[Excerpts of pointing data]
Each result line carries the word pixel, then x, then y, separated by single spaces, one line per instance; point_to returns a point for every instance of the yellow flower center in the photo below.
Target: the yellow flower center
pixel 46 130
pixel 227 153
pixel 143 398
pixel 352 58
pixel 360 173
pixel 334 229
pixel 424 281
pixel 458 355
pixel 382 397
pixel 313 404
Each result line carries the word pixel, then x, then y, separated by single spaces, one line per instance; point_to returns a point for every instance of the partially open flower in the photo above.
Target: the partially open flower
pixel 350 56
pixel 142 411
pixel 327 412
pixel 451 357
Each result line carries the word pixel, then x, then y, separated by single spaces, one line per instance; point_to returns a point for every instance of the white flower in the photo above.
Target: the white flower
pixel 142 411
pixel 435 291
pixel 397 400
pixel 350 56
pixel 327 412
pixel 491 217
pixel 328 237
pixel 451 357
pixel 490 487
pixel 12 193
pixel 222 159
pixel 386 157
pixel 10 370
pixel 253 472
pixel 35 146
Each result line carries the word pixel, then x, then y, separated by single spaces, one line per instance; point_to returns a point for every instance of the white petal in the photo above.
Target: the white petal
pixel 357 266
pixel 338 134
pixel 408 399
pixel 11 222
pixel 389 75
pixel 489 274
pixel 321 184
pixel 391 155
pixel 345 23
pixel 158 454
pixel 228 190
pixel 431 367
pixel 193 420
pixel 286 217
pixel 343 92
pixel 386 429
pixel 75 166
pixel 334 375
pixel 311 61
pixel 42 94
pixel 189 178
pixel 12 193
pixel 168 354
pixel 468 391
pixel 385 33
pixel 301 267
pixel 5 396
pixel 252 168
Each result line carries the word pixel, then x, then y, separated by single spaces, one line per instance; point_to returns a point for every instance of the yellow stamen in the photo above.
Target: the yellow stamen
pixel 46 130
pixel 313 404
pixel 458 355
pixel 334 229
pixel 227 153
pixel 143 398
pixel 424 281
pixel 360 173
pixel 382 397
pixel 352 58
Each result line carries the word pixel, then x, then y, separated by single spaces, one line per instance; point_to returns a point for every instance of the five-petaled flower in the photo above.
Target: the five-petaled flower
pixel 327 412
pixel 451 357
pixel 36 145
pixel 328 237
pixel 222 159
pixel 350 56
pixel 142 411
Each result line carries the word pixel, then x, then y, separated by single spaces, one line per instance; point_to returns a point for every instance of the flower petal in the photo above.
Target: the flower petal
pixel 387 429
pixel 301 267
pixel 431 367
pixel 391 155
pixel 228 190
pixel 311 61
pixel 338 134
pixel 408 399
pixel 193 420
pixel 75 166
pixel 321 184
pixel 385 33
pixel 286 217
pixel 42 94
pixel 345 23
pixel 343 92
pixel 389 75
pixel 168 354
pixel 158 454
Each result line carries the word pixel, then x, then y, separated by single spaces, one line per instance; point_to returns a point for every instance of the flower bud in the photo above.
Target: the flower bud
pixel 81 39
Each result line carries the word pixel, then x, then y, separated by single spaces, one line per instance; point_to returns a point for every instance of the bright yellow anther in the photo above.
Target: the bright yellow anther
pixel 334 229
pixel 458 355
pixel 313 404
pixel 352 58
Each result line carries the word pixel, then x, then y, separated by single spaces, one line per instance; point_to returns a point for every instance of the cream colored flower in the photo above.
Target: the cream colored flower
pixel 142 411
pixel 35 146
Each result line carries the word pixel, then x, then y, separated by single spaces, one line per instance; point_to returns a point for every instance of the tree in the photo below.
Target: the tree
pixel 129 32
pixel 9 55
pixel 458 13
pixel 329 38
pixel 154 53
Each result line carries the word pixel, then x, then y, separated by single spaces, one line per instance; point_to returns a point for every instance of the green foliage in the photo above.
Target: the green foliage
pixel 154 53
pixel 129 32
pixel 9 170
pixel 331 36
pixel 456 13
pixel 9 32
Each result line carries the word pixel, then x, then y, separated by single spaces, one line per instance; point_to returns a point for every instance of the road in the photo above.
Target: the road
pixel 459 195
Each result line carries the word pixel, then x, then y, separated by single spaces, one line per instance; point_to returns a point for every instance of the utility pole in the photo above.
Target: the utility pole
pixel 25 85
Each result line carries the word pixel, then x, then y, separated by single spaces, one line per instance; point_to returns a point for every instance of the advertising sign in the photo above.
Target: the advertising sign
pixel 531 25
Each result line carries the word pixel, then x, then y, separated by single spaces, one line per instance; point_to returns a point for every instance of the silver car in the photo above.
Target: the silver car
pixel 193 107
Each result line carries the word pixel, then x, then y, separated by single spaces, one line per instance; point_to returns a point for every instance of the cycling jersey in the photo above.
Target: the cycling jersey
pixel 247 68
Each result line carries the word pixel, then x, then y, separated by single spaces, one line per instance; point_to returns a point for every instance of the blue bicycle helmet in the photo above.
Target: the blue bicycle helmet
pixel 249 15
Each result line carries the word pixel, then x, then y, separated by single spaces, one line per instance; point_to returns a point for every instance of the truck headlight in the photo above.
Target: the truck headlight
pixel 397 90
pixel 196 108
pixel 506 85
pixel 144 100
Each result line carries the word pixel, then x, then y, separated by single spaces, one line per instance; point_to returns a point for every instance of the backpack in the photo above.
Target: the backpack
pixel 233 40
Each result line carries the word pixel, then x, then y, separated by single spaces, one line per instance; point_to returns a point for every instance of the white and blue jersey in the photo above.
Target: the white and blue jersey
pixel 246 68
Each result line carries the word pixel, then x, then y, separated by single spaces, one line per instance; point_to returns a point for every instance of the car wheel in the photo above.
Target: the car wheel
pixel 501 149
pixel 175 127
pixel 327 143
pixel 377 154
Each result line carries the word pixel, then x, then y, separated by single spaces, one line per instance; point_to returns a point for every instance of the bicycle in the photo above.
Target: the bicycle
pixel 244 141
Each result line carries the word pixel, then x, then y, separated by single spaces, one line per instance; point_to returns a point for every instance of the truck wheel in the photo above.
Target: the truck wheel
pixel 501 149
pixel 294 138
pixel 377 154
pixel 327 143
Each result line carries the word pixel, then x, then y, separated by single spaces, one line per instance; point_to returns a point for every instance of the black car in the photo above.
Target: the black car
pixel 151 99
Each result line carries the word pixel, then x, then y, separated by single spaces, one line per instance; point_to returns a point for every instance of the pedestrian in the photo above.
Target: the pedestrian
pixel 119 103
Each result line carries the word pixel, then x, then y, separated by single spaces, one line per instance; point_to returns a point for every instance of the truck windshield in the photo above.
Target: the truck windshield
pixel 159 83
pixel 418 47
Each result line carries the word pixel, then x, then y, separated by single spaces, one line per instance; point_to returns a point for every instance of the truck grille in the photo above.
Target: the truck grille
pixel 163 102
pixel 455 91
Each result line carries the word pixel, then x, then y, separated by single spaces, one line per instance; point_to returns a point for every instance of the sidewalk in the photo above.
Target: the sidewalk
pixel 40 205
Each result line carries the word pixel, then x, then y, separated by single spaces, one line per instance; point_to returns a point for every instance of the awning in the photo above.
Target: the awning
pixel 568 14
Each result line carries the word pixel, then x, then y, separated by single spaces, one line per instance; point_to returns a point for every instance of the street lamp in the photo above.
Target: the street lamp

Written request » Copy every line of the rows above without any change.

Reply »
Each result line carries the word pixel, then x, then y, separated by single spaces, one line per instance; point_to returns a point for every instance of the yellow flower center in the photo below.
Target: the yellow flower center
pixel 46 130
pixel 227 153
pixel 143 398
pixel 352 58
pixel 360 173
pixel 334 229
pixel 424 281
pixel 458 355
pixel 382 397
pixel 313 404
Each result line carries the word pixel, then x, then y, separated by single spaces, one line per instance; point_to returns a point for every instance of the partially open flower in the photo above.
Target: the partially open flower
pixel 350 56
pixel 142 411
pixel 327 412
pixel 451 357
Each result line carries the word pixel, then x, then y, separated by single spaces, one line per instance; point_to returns a point for every instance of the white flower in the photo above.
Target: the white flower
pixel 142 411
pixel 435 291
pixel 397 400
pixel 350 56
pixel 327 412
pixel 491 217
pixel 328 237
pixel 451 357
pixel 490 487
pixel 12 193
pixel 222 159
pixel 386 157
pixel 10 370
pixel 253 472
pixel 35 146
Each result line carries the word pixel, then x, then y, separated by single spaces, one line per instance; point_to returns a point for every instance of the white petal in the photo above.
Target: the white petal
pixel 357 266
pixel 338 134
pixel 408 399
pixel 11 222
pixel 389 75
pixel 489 274
pixel 321 184
pixel 391 155
pixel 345 23
pixel 158 454
pixel 228 190
pixel 431 367
pixel 193 420
pixel 286 217
pixel 343 92
pixel 386 429
pixel 75 166
pixel 334 375
pixel 311 61
pixel 42 94
pixel 189 178
pixel 12 193
pixel 168 354
pixel 468 391
pixel 385 33
pixel 301 267
pixel 5 396
pixel 252 168
Each result line carries the word pixel, then x, then y, separated by single spaces, one line per instance; point_to returns a point for every instance of the yellow stamen in the photo above.
Target: the yellow stamen
pixel 46 130
pixel 313 404
pixel 458 355
pixel 334 229
pixel 227 153
pixel 143 398
pixel 424 281
pixel 360 173
pixel 382 397
pixel 352 58
Each result line carries the word pixel, then x, then y, separated by single spaces, one line per instance; point_to returns a point for every instance of the five-petaled flower in the photo above.
Target: the five-petaled flower
pixel 327 412
pixel 451 357
pixel 36 145
pixel 328 237
pixel 222 159
pixel 350 56
pixel 142 411
Each result line carries the word pixel, then x, then y, separated by single spaces, one line per instance; point_to returns a point for every instance of the flower petal in the photo above.
Target: the flower petal
pixel 387 429
pixel 301 267
pixel 431 367
pixel 391 155
pixel 228 190
pixel 311 61
pixel 338 134
pixel 408 399
pixel 193 420
pixel 75 166
pixel 321 184
pixel 385 33
pixel 286 217
pixel 42 94
pixel 345 23
pixel 343 92
pixel 389 75
pixel 168 354
pixel 158 454
Each result line carries the word pixel, then x, then y, separated by single spaces, one line per instance; point_to returns a point for every instance of the flower bud in the photo above.
Target: the flower bud
pixel 81 39
Each result line carries the word pixel, then x, then y, separated by single spaces, one line per instance; point_to returns a point for every instance of the bright yellow anther in the photo above.
Target: the bright yellow anther
pixel 334 229
pixel 458 355
pixel 313 404
pixel 352 58
Each result line carries the word pixel, then x, then y, separated by single spaces, one line per instance; point_to returns a point for every instance of the cream colored flower in the photo above.
Target: the cream colored flower
pixel 142 411
pixel 35 146
Each result line carries the word pixel, then x, then y, separated by single spaces, one line per instance; point_to returns a point for every instance of the tree in the photo below.
Target: the tree
pixel 129 32
pixel 9 55
pixel 458 13
pixel 329 38
pixel 154 53
Each result line carries the word pixel, then x, then y, separated by single spaces, one line per instance; point_to returns a point for every instance of the green foliage in the photo above.
Target: the green foliage
pixel 154 53
pixel 129 32
pixel 9 170
pixel 331 36
pixel 456 13
pixel 9 32
Each result line carries the word pixel, then x, then y, separated by single spaces, one line per instance; point_to returns a point for every instance of the road in the photo above.
Target: the road
pixel 459 195
Each result line carries the word pixel, then x, then y, separated by single spaces, one line per instance; point_to returns a point for every instance of the utility pole in the photo above.
Target: the utility pole
pixel 25 85
Each result line carries the word pixel, then x, then y, separated by single spaces, one line per instance; point_to returns a point for every instance of the advertising sign in the photo above.
Target: the advertising sign
pixel 531 25
Each result line carries the word pixel, then x, then y, separated by single spaces, one line per instance; point_to returns a point for every instance of the silver car in the photo above.
Target: the silver car
pixel 193 107
Each result line carries the word pixel, then x, then y, separated by single spaces, one line per instance; point_to returns a point for every instance of the cycling jersey in the photo above.
Target: the cycling jersey
pixel 247 68
Each result line carries the word pixel, then x, then y, separated by single spaces, one line per instance; point_to returns a point for every instance of the blue bicycle helmet in the photo above.
Target: the blue bicycle helmet
pixel 249 15
Each result line carries the word pixel, then x, then y, separated by single spaces, one line per instance; point_to returns a point for every instance of the truck headlight in the photo above.
Target: the truck headlight
pixel 397 90
pixel 196 108
pixel 506 85
pixel 144 100
Each result line carries the word pixel, then x, then y, separated by single spaces, one line per instance; point_to returns a point for every instance of the backpack in the photo above.
Target: the backpack
pixel 233 40
Each result line carries the word pixel, then x, then y, separated by single spaces, one line per instance; point_to returns a point for every instance of the white and blue jersey in the photo above.
Target: the white and blue jersey
pixel 246 68
Each result line carries the word pixel, then x, then y, separated by single spaces, one line per instance; point_to returns a point for every instance of the car wheel in the photo above.
Target: the car wheel
pixel 501 149
pixel 175 127
pixel 327 143
pixel 377 154
Each result line carries the word pixel, then x, then y, separated by single spaces, one line per instance; point_to returns a point for every instance of the bicycle in the photo above.
Target: the bicycle
pixel 244 141
Each result line carries the word pixel, then x, then y, separated by single spaces, one line per instance; point_to returns a point for every instance of the truck wheel in the photo above.
Target: the truck wheel
pixel 501 149
pixel 294 138
pixel 377 154
pixel 327 143
Each result line carries the word pixel, then x, then y, separated by single spaces, one line per instance; point_to returns a point for every instance of the black car in the photo above.
Target: the black car
pixel 151 99
Each result line carries the word pixel, then x, then y, separated by single spaces, one line per instance; point_to returns a point for every instance of the pedestrian in the photo above.
Target: the pedestrian
pixel 119 103
Each result line carries the word pixel, then x, then y, separated by single spaces, one line per instance; point_to returns a point for every instance of the truck windshield in the photo above.
Target: the truck windshield
pixel 159 83
pixel 418 47
Each result line carries the word pixel, then x, then y, separated by single spaces, one line per instance; point_to returns a point for every instance of the truck grille in the photo above.
Target: the truck grille
pixel 163 102
pixel 455 91
Each result line carries the word pixel, then x, then y, separated by single spaces, one line per instance; point_to returns a point for every instance of the sidewalk in the photo above.
Target: the sidewalk
pixel 40 205
Each result line carries the word pixel, then x, then y, separated by single spaces, one line per instance; point_to returns a point for every instance of the awning in the photo above.
Target: the awning
pixel 568 14
Each result line carries the word pixel, then x, then y, separated by single spaces, one line per instance; point_to returns a point for every instance of the street lamp in the photo above.
Target: the street lamp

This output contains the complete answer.